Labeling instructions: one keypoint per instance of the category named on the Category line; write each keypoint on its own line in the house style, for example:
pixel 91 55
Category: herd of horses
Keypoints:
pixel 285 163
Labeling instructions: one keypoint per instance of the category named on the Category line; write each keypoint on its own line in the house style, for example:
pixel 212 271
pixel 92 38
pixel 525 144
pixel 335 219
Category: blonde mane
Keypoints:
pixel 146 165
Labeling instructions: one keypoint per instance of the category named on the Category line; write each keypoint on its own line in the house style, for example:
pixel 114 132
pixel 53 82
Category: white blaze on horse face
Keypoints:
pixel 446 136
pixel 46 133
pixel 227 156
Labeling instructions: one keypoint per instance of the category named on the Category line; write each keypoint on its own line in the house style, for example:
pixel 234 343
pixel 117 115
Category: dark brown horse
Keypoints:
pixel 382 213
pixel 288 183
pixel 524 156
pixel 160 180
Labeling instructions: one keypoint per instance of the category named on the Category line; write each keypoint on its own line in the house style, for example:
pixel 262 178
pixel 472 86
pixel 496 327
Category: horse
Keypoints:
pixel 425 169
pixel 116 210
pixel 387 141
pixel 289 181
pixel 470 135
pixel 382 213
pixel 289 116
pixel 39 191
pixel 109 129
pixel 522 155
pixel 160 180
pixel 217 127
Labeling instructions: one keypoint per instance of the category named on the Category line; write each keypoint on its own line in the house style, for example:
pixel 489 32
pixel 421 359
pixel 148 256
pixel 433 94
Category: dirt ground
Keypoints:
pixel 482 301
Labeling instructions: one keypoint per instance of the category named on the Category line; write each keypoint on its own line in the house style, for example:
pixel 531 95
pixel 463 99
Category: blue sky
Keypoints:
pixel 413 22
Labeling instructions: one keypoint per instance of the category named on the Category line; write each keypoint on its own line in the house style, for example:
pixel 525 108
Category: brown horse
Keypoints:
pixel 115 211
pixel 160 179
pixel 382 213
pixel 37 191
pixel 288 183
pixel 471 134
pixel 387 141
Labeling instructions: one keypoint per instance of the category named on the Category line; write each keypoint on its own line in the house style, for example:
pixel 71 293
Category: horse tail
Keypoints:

.....

### Problem
Give the records again, complete and exact.

### Response to the task
Labeling instructions: one keypoint per instance of the category named on the Category line; write each keypoint on its own line in the house style, for example:
pixel 91 55
Category: herd of horses
Keypoints:
pixel 285 163
Labeling instructions: one keypoint per instance of the category named on the Category line; write each keypoint on its own line in the house style, for example:
pixel 212 271
pixel 92 38
pixel 525 144
pixel 335 219
Category: blonde mane
Keypoints:
pixel 146 165
Labeling instructions: one keypoint per instance of the category named on the Category line; write each keypoint on its own line in the house style, for example:
pixel 114 132
pixel 53 82
Category: white blaze on horse face
Keypoints:
pixel 446 136
pixel 46 133
pixel 227 156
Labeling instructions: one keypoint per instance of the category named on the Category line; write each keypoint on its own line in the house style, for example:
pixel 234 343
pixel 117 115
Category: dark brown horse
Keypoints:
pixel 382 213
pixel 288 183
pixel 524 156
pixel 160 180
Labeling instructions: one keypoint per instance of the category named on the Category line; write each keypoint on its own line in the house style, for example:
pixel 262 178
pixel 472 86
pixel 496 327
Category: horse
Keypoints:
pixel 425 169
pixel 116 210
pixel 387 141
pixel 289 181
pixel 470 135
pixel 382 213
pixel 289 116
pixel 39 191
pixel 109 129
pixel 522 155
pixel 160 180
pixel 217 127
Labeling instructions: one keypoint per instance of the category named on the Category line; write each keypoint on its own line in the house style, for example:
pixel 489 32
pixel 421 359
pixel 148 256
pixel 433 94
Category: dirt ground
Keypoints:
pixel 482 301
Labeling instructions: one keypoint per instance of the category named on the Category line; write each keypoint on its own line in the house style, for example:
pixel 531 95
pixel 463 99
Category: blue sky
Keypoints:
pixel 413 22
Labeling instructions: one keypoint per instance of the category named on the Category line; write each keypoint on its own line in the house style, for example:
pixel 525 108
Category: brown horse
Keypoints:
pixel 115 211
pixel 160 179
pixel 382 213
pixel 37 191
pixel 288 183
pixel 471 134
pixel 387 141
Labeling instructions: one keypoint per instance of the category named on the Category line; write each keypoint on its own line in the house style, for example:
pixel 71 293
Category: horse tail
Keypoints:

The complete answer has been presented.